* _WRITTEN INSTRUCTION_: Rewrite all of these lines, requests included, scaling every coordinate in the answers by 2.25 and rounding each result to a whole number, with halves rounded up. Leave the numbers in the requests and their format samples unchanged.

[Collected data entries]
'''
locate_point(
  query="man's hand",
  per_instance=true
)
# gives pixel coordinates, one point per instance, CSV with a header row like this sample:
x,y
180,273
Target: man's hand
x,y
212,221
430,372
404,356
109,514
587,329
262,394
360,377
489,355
'''
* _CORRECT ANSWER_:
locate_point(
  query="man's hand",
  per_instance=true
)
# gives pixel coordinates, one point per instance, CSV with a header row like this sample:
x,y
180,273
Target: man's hand
x,y
477,497
968,837
909,801
245,1157
1321,740
590,887
810,848
1100,799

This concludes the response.